Items from a dataset:
────────────────────

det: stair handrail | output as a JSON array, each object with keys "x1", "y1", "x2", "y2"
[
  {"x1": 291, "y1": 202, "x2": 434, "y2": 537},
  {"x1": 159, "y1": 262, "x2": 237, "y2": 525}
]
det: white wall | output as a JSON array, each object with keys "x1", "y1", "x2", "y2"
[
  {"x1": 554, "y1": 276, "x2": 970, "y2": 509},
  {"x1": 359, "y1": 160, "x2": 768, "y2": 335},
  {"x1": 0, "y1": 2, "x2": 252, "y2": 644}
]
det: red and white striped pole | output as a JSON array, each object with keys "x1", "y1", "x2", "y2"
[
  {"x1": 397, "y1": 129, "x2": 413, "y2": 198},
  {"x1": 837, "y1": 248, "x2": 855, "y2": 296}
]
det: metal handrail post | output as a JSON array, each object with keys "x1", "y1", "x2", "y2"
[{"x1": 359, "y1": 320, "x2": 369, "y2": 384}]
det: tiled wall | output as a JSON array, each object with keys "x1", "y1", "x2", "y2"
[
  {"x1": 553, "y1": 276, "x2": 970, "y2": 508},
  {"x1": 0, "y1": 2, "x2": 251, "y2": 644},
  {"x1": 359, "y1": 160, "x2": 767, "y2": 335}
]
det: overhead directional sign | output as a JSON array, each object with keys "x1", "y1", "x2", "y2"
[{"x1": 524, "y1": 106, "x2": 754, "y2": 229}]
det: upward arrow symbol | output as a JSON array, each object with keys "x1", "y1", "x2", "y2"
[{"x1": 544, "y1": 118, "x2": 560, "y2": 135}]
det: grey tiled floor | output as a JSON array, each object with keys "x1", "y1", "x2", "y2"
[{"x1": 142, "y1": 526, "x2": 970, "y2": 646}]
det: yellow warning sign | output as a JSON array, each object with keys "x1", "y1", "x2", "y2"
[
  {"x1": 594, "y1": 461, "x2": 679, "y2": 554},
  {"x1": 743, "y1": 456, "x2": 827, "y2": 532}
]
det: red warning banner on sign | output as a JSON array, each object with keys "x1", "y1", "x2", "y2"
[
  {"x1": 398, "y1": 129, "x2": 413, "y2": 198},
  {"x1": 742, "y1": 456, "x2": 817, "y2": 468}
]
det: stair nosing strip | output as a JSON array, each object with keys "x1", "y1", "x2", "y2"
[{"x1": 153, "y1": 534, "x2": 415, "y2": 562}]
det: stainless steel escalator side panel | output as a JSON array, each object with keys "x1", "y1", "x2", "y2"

────────────────────

— To do —
Using the data above, reproduce every line exactly.

— Expected answer —
det: stair handrail | output as a JSON array, each object with keys "x1", "y1", "x2", "y2"
[
  {"x1": 291, "y1": 202, "x2": 434, "y2": 537},
  {"x1": 159, "y1": 262, "x2": 237, "y2": 525}
]
det: white wall | output as a JSON array, each object with keys "x1", "y1", "x2", "y2"
[
  {"x1": 554, "y1": 276, "x2": 970, "y2": 509},
  {"x1": 359, "y1": 160, "x2": 768, "y2": 335},
  {"x1": 0, "y1": 2, "x2": 252, "y2": 644}
]
det: red and white striped pole | output as a JSON array, each object with keys "x1", "y1", "x2", "y2"
[
  {"x1": 397, "y1": 129, "x2": 413, "y2": 198},
  {"x1": 837, "y1": 248, "x2": 855, "y2": 296}
]
det: metal handrail post | output as a JSON array, each object with keys "x1", "y1", "x2", "y2"
[{"x1": 359, "y1": 320, "x2": 369, "y2": 384}]
det: tiled wall | output as a JSON array, each object with keys "x1", "y1", "x2", "y2"
[
  {"x1": 553, "y1": 276, "x2": 970, "y2": 508},
  {"x1": 0, "y1": 2, "x2": 251, "y2": 644},
  {"x1": 359, "y1": 160, "x2": 767, "y2": 335}
]
det: overhead directional sign | output as a JSON array, each object with keys "x1", "y1", "x2", "y2"
[{"x1": 524, "y1": 106, "x2": 754, "y2": 229}]
det: upward arrow symbol | output as a JSON array, each object with keys "x1", "y1", "x2", "y2"
[{"x1": 544, "y1": 118, "x2": 560, "y2": 135}]
det: grey tiled floor | output as a JSON array, each object with keys "x1", "y1", "x2", "y2"
[{"x1": 142, "y1": 526, "x2": 970, "y2": 646}]
det: yellow warning sign | output as a JSON array, each object with keys "x1", "y1", "x2", "y2"
[
  {"x1": 594, "y1": 461, "x2": 679, "y2": 554},
  {"x1": 743, "y1": 456, "x2": 827, "y2": 532}
]
det: red warning banner on sign | output as a JSON array, each object with keys "x1", "y1", "x2", "y2"
[
  {"x1": 398, "y1": 129, "x2": 413, "y2": 198},
  {"x1": 742, "y1": 456, "x2": 817, "y2": 468}
]
det: stair nosing strip | output as a JSON array, each object with keys "x1", "y1", "x2", "y2"
[{"x1": 153, "y1": 534, "x2": 415, "y2": 562}]
det: stainless steel escalator side panel | output as a JSON array, each object with keys "x1", "y1", "x2", "y2"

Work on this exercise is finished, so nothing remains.